======== SELECTED EXCERPT

Housing summary. Housing, both starts and existing sales, have already started a correction that may last into early 2024, but it should be a more “normal” correction rather than the crash that occurred in 2008 and lasted a decade. New starts are likely to be off 15% to 20% and median prices are likely to decline 5% to 10% compared to over 19% last cycle.
Inflation and wage growth. The second critical area will be inflation’s impact to consumers, both wages and purchasing power. While many workers are getting some of their highest raises in years, purchasing power is declining as inflation-adjusted real average earnings have fallen 3.2% in the last 12 months. Consumers initially had ample cushion to absorb a loss of purchasing power as savings rates were very high, credit card debt was at a multi-year low and home equity lines of credit (HELOC) balances had been falling for over a decade. But those trends have reversed with credit card debt growing at the fastest pace in 20 years; HELOC balances are rising for the first time since 2011; and the personal savings rate of just 3.5% is down from over 9% less than a year ago and is well below the 8.2% level in the two years before the pandemic.

================

### EXERCISES TO COMPLETE
- a) Repeat the housing and inflation text word for word between "Inflation and wage" and "before the pandemic.", inclusive.
- b) In the housing and inflation text, how much have inflation-adjusted real average earnings fallen over the last 12 months?
Answer from the housing and inflation text alone.

======== SOURCE MATERIAL

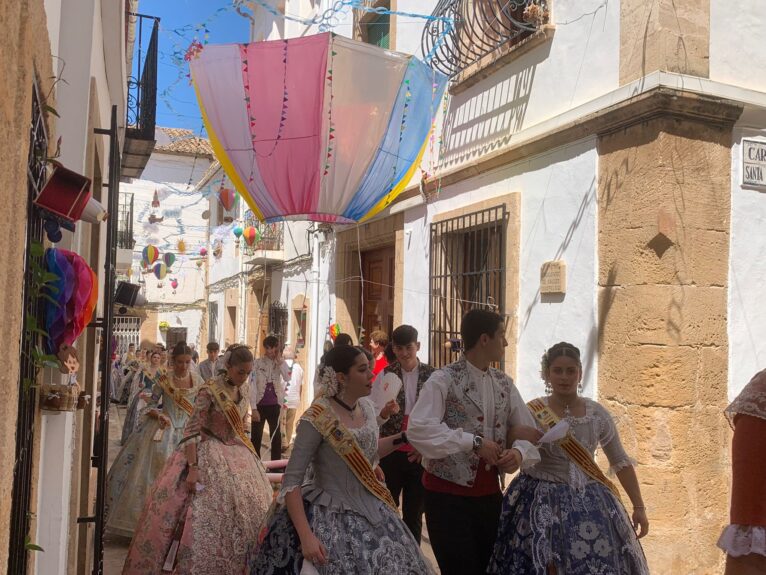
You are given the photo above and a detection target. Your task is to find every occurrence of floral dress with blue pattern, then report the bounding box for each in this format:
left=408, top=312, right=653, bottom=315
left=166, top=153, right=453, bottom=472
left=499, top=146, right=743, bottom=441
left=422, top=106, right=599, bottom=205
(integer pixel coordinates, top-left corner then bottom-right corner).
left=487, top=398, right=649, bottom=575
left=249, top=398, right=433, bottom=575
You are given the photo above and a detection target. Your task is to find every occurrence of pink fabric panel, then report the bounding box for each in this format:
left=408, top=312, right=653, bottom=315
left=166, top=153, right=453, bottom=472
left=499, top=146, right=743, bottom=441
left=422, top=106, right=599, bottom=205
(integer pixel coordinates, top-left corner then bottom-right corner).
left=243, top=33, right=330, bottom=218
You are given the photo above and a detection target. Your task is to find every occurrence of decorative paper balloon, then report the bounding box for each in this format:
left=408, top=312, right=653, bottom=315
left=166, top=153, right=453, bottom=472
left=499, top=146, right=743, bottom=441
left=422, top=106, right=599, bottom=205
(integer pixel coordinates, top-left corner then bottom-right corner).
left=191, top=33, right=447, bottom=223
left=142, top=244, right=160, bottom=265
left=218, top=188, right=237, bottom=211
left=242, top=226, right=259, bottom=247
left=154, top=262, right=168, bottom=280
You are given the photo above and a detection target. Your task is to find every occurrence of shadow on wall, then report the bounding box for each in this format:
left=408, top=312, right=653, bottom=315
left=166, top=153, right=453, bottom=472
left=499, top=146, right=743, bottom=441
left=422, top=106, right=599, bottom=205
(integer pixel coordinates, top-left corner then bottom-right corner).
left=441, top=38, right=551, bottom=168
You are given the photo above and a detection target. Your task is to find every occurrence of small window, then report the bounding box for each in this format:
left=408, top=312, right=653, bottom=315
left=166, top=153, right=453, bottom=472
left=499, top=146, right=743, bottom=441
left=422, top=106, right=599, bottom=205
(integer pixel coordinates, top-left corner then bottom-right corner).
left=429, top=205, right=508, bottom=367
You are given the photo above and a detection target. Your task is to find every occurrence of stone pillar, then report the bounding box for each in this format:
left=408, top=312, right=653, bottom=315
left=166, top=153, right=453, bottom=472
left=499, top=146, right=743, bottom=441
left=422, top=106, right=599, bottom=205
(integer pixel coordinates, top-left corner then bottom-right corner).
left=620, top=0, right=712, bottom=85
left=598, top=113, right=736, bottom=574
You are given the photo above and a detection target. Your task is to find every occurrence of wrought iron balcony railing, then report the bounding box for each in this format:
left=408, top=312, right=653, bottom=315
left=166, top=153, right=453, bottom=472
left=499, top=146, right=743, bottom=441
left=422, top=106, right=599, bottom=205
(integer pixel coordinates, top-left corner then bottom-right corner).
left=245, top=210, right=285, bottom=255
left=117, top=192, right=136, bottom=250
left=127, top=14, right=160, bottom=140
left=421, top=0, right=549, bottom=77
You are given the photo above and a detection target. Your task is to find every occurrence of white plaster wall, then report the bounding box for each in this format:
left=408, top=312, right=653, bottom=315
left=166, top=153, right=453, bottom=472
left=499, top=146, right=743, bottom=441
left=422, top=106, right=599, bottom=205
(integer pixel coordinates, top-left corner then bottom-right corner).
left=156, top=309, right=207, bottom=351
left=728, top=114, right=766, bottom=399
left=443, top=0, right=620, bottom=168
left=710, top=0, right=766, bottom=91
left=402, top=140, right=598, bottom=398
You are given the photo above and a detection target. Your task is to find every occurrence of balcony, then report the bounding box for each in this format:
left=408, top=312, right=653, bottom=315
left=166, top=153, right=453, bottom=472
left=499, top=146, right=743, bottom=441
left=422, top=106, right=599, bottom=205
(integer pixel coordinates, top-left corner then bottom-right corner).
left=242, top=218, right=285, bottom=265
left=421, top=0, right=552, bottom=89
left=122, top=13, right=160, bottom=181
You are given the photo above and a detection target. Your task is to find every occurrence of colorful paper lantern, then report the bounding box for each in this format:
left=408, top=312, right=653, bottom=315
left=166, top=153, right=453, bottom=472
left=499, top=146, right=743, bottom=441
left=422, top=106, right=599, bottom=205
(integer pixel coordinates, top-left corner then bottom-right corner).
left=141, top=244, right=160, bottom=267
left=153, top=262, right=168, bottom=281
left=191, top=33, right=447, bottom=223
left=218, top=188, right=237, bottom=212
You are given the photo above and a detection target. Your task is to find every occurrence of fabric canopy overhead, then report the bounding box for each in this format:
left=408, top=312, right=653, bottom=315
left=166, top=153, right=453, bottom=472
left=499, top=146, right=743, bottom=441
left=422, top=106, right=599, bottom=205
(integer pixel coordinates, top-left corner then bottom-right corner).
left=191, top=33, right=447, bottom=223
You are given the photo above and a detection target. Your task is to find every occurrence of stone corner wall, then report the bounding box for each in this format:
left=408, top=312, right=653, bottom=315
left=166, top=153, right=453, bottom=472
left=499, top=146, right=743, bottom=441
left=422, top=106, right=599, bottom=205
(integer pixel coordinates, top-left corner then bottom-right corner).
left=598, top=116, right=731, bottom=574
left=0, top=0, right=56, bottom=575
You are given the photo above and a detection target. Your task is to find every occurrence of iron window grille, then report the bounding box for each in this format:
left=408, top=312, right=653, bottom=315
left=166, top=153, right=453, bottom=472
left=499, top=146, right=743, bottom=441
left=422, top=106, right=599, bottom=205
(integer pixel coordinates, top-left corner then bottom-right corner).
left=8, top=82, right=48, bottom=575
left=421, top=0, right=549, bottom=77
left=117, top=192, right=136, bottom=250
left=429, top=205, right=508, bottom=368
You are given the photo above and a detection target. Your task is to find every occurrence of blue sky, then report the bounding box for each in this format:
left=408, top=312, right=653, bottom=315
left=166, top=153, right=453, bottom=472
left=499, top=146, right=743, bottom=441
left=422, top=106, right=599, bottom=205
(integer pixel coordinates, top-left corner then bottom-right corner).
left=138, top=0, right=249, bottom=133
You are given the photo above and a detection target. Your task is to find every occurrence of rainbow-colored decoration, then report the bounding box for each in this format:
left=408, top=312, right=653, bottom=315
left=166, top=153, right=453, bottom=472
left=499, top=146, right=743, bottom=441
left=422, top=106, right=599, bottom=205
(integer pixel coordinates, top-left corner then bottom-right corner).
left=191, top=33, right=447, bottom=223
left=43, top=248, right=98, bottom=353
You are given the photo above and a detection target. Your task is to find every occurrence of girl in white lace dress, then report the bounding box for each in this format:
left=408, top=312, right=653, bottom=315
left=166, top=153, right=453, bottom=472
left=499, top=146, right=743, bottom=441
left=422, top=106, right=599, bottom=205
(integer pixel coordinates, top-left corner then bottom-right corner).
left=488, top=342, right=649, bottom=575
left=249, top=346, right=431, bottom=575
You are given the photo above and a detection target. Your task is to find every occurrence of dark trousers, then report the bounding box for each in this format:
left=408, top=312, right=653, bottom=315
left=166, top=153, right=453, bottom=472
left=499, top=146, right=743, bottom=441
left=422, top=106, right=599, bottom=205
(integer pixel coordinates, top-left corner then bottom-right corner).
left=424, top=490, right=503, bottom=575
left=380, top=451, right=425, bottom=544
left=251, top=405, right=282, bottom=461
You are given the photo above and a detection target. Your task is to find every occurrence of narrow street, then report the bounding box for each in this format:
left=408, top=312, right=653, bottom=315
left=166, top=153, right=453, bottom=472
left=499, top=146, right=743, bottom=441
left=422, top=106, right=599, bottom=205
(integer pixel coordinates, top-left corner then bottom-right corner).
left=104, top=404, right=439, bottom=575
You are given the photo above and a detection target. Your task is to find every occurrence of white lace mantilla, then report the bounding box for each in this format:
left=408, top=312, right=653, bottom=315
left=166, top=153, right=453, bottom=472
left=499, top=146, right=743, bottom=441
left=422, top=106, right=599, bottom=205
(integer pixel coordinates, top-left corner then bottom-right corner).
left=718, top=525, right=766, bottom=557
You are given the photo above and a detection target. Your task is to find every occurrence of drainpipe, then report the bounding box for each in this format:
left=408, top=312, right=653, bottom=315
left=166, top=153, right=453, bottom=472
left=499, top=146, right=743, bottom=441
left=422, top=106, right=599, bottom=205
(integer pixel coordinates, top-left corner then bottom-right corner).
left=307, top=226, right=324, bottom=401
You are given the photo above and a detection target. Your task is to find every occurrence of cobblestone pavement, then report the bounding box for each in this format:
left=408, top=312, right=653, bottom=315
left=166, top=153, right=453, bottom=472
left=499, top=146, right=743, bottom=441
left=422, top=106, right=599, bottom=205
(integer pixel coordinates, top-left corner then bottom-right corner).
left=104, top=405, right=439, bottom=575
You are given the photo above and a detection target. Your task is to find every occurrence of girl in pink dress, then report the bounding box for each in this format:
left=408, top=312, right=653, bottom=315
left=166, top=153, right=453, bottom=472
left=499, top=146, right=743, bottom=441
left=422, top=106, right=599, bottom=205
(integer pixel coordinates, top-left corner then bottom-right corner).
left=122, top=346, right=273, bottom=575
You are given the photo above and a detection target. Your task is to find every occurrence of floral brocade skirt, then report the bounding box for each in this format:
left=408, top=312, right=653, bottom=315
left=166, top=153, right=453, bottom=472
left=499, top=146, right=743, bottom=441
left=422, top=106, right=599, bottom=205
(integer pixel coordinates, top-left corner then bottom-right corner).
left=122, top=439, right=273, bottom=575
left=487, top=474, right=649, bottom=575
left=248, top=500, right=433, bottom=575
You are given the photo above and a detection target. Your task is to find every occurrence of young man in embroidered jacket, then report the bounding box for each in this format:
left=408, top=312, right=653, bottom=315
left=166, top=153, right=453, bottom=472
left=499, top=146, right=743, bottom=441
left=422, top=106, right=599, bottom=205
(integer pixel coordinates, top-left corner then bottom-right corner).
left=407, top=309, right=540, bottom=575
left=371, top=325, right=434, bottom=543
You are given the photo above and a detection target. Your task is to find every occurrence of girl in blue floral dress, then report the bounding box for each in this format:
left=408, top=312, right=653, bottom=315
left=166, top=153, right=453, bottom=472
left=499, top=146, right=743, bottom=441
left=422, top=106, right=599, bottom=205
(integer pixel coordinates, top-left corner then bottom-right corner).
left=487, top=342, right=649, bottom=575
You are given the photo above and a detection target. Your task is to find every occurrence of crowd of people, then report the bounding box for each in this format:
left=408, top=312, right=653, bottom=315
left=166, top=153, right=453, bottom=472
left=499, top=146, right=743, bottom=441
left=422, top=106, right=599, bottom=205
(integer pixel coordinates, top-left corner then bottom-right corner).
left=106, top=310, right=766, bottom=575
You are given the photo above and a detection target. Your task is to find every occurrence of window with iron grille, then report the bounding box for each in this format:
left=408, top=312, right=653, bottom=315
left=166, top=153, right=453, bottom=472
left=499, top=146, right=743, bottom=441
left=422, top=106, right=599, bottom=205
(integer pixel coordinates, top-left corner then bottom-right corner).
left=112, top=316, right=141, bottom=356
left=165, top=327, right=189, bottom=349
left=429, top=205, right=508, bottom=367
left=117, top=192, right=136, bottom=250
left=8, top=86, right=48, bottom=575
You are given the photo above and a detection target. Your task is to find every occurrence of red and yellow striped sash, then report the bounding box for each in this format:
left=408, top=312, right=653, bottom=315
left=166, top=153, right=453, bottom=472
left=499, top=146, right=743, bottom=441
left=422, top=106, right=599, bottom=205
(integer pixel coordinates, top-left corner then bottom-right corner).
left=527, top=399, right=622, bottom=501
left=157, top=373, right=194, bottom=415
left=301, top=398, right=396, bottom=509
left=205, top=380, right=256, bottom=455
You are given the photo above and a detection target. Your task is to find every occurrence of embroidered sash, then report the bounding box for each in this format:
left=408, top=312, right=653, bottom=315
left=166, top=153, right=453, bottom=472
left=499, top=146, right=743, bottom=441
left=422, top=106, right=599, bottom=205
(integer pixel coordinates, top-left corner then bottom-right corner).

================

### TASK ANSWERS
- a)
Inflation and wage growth. The second critical area will be inflation’s impact to consumers, both wages and purchasing power. While many workers are getting some of their highest raises in years, purchasing power is declining as inflation-adjusted real average earnings have fallen 3.2% in the last 12 months. Consumers initially had ample cushion to absorb a loss of purchasing power as savings rates were very high, credit card debt was at a multi-year low and home equity lines of credit (HELOC) balances had been falling for over a decade. But those trends have reversed with credit card debt growing at the fastest pace in 20 years; HELOC balances are rising for the first time since 2011; and the personal savings rate of just 3.5% is down from over 9% less than a year ago and is well below the 8.2% level in the two years before the pandemic.

- b) They have fallen 3.2%.